#### ARTICLE:
I was, as before, caught up in the tenderness of your love for your pops, Georgia. That blog title, alone, says much. The smell of metal and sweat will always remind me of my dad because he was a welder. Scents carry more memory for me than anything else. The sound of jazz (especially of Ellington) paired with sawdust is a fine tribute. Keep a stiff upper life today. Those photographs of your family singing deserve it. Much love to you and yours. And I'm always wishing you well. Kiddo with a K. :)
p.s. these shots are grey and perfect. love them. thoughts of you going on and on... :)
Even though I didn't know him, never met him, talked with him or shook his hand, I know was an amazing man. His legacy lives on in you and the love you hold in your heart, and that love shines through here. Your blog memorial is yet another testament to the man he was, and the woman you are.
So even though I didn't have the pleasure to know your papa, I grieve with you at this anniversary of his passing. But also celebrate with you because of where he is now. He's playing his jazz for his Savior, and what an amazing thing that must be! And all those things you want to say to him, you will. :-)
Praise God for your papa!
What a beautiful post. Everyone should be so blessed to have such a great father. My thoughts are with you. I'll take a look at the other blog...

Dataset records
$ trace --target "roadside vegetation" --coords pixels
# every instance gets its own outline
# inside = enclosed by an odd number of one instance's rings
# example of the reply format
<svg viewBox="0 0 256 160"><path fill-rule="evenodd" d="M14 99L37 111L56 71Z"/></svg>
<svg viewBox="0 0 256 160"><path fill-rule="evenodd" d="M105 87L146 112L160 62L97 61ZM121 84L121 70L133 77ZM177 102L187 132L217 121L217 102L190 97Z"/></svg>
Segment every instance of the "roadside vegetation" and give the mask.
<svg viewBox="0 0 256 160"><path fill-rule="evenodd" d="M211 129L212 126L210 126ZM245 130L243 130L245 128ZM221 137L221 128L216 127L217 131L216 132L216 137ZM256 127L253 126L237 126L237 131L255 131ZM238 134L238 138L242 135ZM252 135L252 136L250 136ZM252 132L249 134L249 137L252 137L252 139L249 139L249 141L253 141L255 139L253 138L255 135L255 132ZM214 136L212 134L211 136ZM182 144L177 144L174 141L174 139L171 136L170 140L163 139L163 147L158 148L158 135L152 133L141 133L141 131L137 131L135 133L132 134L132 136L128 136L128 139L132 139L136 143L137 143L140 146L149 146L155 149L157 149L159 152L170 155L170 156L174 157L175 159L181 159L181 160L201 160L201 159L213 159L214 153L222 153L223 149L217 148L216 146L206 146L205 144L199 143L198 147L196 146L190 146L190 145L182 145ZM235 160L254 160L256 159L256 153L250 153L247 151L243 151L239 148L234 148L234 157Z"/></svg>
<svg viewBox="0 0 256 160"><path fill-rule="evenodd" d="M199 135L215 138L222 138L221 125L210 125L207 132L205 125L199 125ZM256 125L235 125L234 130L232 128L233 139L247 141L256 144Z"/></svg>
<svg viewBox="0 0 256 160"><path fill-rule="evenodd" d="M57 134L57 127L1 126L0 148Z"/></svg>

#### TO-DO LIST:
**A.** In the records, take the lines starting with the first one and going on through the line with "Segment every instance", and write them out again with "outline" swapped for "contour", leaving everything else unchanged.
**B.** Extend the condolence comments on the blog post remembering a late father, picking up after the last comment shown.

#### ANSWERS IN ORDER:
**A.**
$ trace --target "roadside vegetation" --coords pixels
# every instance gets its own contour
# inside = enclosed by an odd number of one instance's rings
# example of the reply format
<svg viewBox="0 0 256 160"><path fill-rule="evenodd" d="M14 99L37 111L56 71Z"/></svg>
<svg viewBox="0 0 256 160"><path fill-rule="evenodd" d="M105 87L146 112L160 62L97 61ZM121 84L121 70L133 77ZM177 102L187 132L217 121L217 102L190 97Z"/></svg>
Segment every instance of the "roadside vegetation" and give the mask.

**B.**
awww, miss georgia. this is lovely. i cannot even imagine. it is good that you can remember him. he seems like he was a wonderful man. and your memorial blog for him is beautiful. i love it.
:) you've brought me close to tears today. in a good way, you know.
I'm so sorry. But it's lovely that you are celebrating him!
beautiful post.beautiful shots. the way i see it is that the best way to honour our lost ones is to fill our life with beautiful people and things.
xxx
big hug Georgia! I'll be checking this out when I have more time... "The sound of jazz, the smell of sawdust"--such vivid images flash through my mind... I love this series of photos. And your words reveal and inspire. Blessings,
Elizabeth
i cry with you. i laugh with you. i remember with you. i long with you. i hope for eternity with you my g...
Georgia, I had no idea your dad had passed away. I am so sorry. I am in the same "boat", if you will, and it's not always smooth sailing. My father passed away in 1999, and my mom in 2006. For some reason, this past few months has been especially difficult. I really miss them.
I am so glad you are sharing your feelings privately as well as publicly. ...This is my opinion, of course, but I think society trains us to keep our sorrow to ourselves; after all, we shouldn't impose our sadness on others. We don't want to make someone else feel sad or bad or, heaven forbid, uncomfortable!
I just talked to a friend who lost her grandfather, and she is devastated. She shared with me that her mother told her not to cry in front of her own children; that they need to see her strong, not grieving. I told her that her children need to see their mom grieve! If they don't observe healthy grief, they will never know it's okay to break down, to be a sobbing, crying, blubbering mess!
All that to say I think the public blog is a great idea. It honors your dad, and I do think many people will benefit from the knowledge that they are not alone in their grief, even if their "kindred spirit" is someone they've never met.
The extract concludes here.